Understanding the nuances of hunger and their mechanisms, is a good first step in both acknowledging and being able to respond to our needs. Strengthening our inner narrative is key to not becoming blind-sided when irritability or low blood sugar takes over. Cutting hunger off at its early indicators and responding to it will keep our energy levels strong and teach our bodies that its needs are going to be met.
Primal/ biological Hunger – This hunger is our basic biological need to thrive. If our blood sugar becomes low, our energy stores are depleted, our body is lacking. This is our drive to survive, where biochemical factors are triggered to drive us to seek food to restore and function. This is the hunger we need to focus most of our attention around.
Taste Hunger – Ever go to a friends birthday party, the cake comes out, it looks delicious. Eating is not a response to your bodies needs but is part of the tapestry of the experience. This kind of hunger is often the type where ‘dieters’ feel they have to abstain and if they do partake feel like they have failed.

[Entries from a data source]
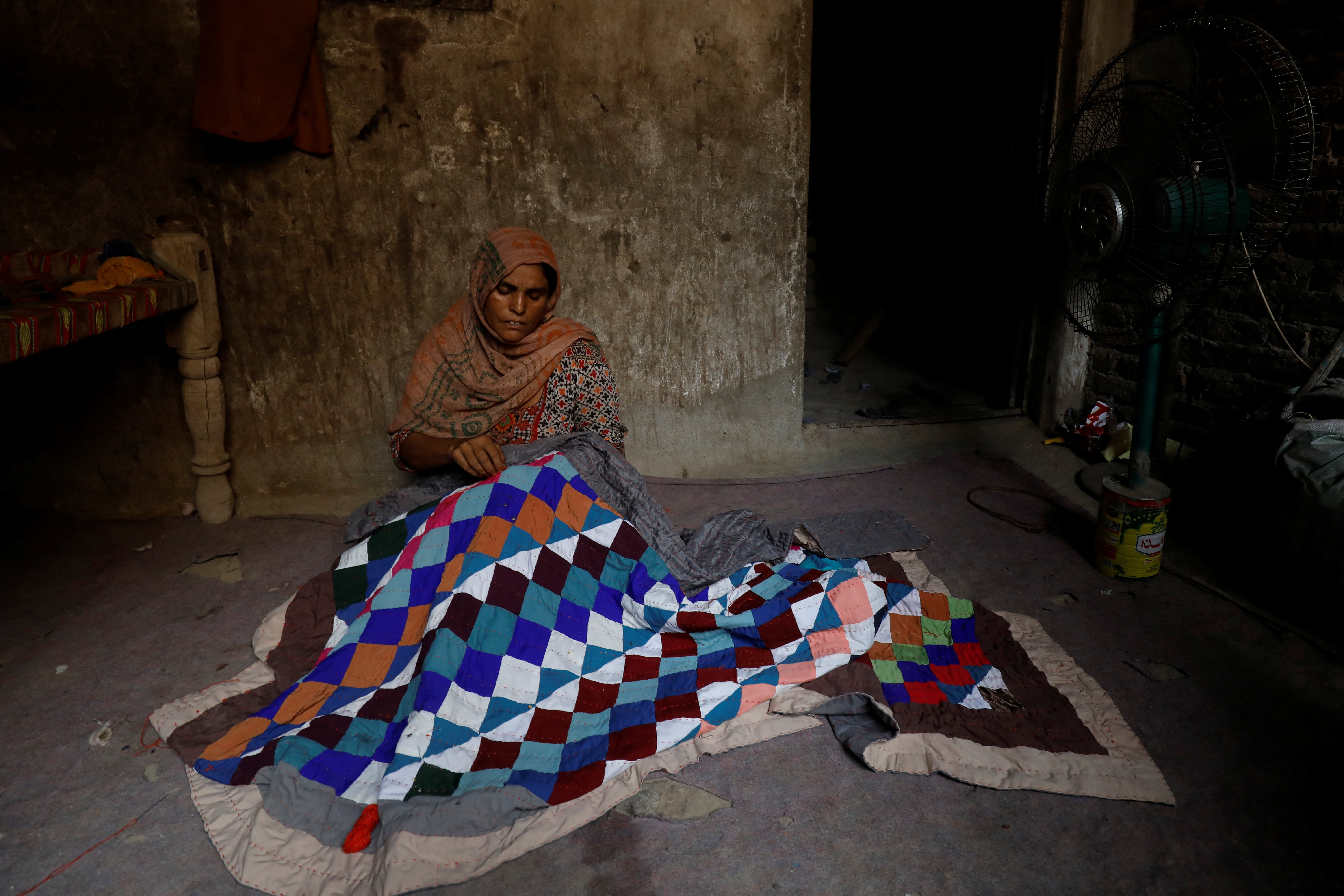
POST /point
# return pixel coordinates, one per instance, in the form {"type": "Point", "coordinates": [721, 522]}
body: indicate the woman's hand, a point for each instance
{"type": "Point", "coordinates": [478, 456]}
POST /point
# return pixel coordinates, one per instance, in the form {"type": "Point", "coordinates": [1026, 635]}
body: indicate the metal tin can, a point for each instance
{"type": "Point", "coordinates": [1131, 531]}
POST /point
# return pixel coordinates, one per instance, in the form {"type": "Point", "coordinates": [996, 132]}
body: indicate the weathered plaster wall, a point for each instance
{"type": "Point", "coordinates": [663, 148]}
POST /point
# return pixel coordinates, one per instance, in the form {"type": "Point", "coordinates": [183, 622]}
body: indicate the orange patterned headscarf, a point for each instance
{"type": "Point", "coordinates": [464, 379]}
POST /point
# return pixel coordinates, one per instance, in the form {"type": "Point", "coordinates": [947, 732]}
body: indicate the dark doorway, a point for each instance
{"type": "Point", "coordinates": [928, 143]}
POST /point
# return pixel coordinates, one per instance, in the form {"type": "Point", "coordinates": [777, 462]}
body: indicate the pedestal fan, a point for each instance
{"type": "Point", "coordinates": [1182, 167]}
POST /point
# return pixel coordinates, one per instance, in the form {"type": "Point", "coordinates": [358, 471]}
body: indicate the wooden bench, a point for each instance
{"type": "Point", "coordinates": [38, 316]}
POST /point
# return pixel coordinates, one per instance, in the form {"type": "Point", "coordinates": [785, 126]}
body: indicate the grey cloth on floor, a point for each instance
{"type": "Point", "coordinates": [1311, 519]}
{"type": "Point", "coordinates": [858, 720]}
{"type": "Point", "coordinates": [404, 500]}
{"type": "Point", "coordinates": [863, 534]}
{"type": "Point", "coordinates": [312, 808]}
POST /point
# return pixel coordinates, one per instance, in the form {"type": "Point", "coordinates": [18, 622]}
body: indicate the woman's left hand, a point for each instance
{"type": "Point", "coordinates": [480, 456]}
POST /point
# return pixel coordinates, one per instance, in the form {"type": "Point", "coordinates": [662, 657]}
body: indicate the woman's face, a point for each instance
{"type": "Point", "coordinates": [519, 303]}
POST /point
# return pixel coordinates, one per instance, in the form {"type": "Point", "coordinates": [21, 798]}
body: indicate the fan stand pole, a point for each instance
{"type": "Point", "coordinates": [1132, 516]}
{"type": "Point", "coordinates": [1146, 408]}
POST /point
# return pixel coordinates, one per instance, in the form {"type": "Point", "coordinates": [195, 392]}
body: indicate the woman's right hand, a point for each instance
{"type": "Point", "coordinates": [479, 456]}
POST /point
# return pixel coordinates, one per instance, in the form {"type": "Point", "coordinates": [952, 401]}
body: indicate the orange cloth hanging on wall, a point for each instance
{"type": "Point", "coordinates": [259, 77]}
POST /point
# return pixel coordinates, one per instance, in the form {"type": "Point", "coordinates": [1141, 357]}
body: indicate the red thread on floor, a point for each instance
{"type": "Point", "coordinates": [362, 833]}
{"type": "Point", "coordinates": [76, 859]}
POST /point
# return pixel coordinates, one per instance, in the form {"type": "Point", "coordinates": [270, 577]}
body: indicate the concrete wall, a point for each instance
{"type": "Point", "coordinates": [662, 147]}
{"type": "Point", "coordinates": [1233, 359]}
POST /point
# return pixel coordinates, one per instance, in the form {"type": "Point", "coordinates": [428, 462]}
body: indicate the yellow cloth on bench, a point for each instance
{"type": "Point", "coordinates": [121, 271]}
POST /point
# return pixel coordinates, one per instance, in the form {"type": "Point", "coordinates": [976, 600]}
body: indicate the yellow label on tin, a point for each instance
{"type": "Point", "coordinates": [1129, 537]}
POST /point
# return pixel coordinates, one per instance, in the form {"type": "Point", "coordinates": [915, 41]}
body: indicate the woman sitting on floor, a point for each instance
{"type": "Point", "coordinates": [501, 370]}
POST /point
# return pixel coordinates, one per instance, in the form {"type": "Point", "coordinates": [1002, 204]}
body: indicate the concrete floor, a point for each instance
{"type": "Point", "coordinates": [1242, 741]}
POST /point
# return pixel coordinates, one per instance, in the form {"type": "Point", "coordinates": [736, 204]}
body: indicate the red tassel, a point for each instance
{"type": "Point", "coordinates": [362, 833]}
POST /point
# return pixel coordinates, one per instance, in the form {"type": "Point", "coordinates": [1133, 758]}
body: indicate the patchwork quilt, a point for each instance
{"type": "Point", "coordinates": [522, 633]}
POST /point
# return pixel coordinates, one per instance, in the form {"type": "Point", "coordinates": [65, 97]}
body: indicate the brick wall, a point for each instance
{"type": "Point", "coordinates": [1233, 360]}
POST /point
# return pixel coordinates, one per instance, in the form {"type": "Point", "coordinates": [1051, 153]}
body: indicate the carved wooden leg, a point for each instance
{"type": "Point", "coordinates": [204, 397]}
{"type": "Point", "coordinates": [185, 253]}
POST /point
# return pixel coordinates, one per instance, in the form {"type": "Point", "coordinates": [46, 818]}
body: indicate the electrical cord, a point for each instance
{"type": "Point", "coordinates": [1264, 299]}
{"type": "Point", "coordinates": [1026, 527]}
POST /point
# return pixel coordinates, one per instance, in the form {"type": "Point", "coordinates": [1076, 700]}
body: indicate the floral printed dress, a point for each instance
{"type": "Point", "coordinates": [580, 397]}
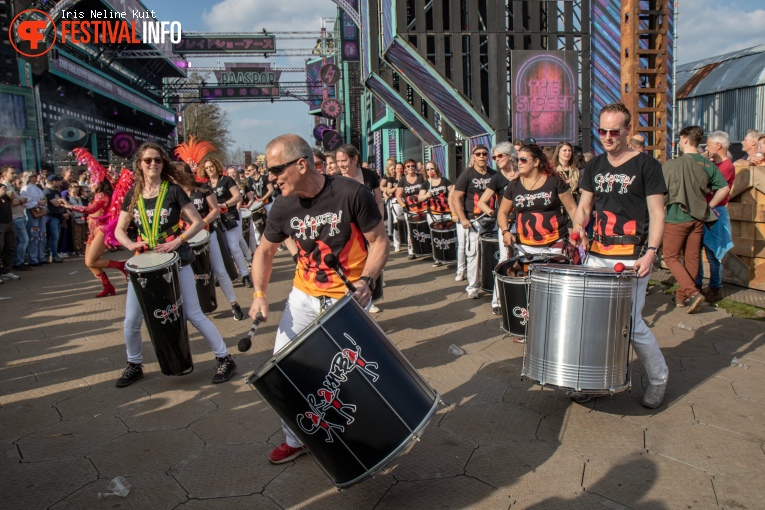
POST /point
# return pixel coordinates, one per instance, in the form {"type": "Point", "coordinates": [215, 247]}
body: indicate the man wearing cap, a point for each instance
{"type": "Point", "coordinates": [55, 215]}
{"type": "Point", "coordinates": [467, 192]}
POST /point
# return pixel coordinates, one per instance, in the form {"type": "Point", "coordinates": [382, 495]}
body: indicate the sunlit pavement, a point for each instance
{"type": "Point", "coordinates": [499, 442]}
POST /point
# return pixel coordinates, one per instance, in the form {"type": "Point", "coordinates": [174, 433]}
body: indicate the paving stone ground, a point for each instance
{"type": "Point", "coordinates": [498, 442]}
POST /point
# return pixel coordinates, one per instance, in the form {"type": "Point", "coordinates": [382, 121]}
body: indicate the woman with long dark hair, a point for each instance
{"type": "Point", "coordinates": [536, 195]}
{"type": "Point", "coordinates": [95, 246]}
{"type": "Point", "coordinates": [158, 189]}
{"type": "Point", "coordinates": [229, 198]}
{"type": "Point", "coordinates": [207, 206]}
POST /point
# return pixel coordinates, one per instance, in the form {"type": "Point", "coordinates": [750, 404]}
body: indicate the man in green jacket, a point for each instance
{"type": "Point", "coordinates": [688, 178]}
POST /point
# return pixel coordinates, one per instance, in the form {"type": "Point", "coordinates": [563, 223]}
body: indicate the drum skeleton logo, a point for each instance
{"type": "Point", "coordinates": [327, 398]}
{"type": "Point", "coordinates": [420, 236]}
{"type": "Point", "coordinates": [522, 314]}
{"type": "Point", "coordinates": [331, 219]}
{"type": "Point", "coordinates": [443, 244]}
{"type": "Point", "coordinates": [171, 314]}
{"type": "Point", "coordinates": [609, 180]}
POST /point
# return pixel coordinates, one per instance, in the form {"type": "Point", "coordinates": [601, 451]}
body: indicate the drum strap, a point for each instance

What to produce> Could you reproduce the passage on hunger, starting at "Taste Hunger –" and ending at "they have failed."?

Written solution>
Taste Hunger – Ever go to a friends birthday party, the cake comes out, it looks delicious. Eating is not a response to your bodies needs but is part of the tapestry of the experience. This kind of hunger is often the type where ‘dieters’ feel they have to abstain and if they do partake feel like they have failed.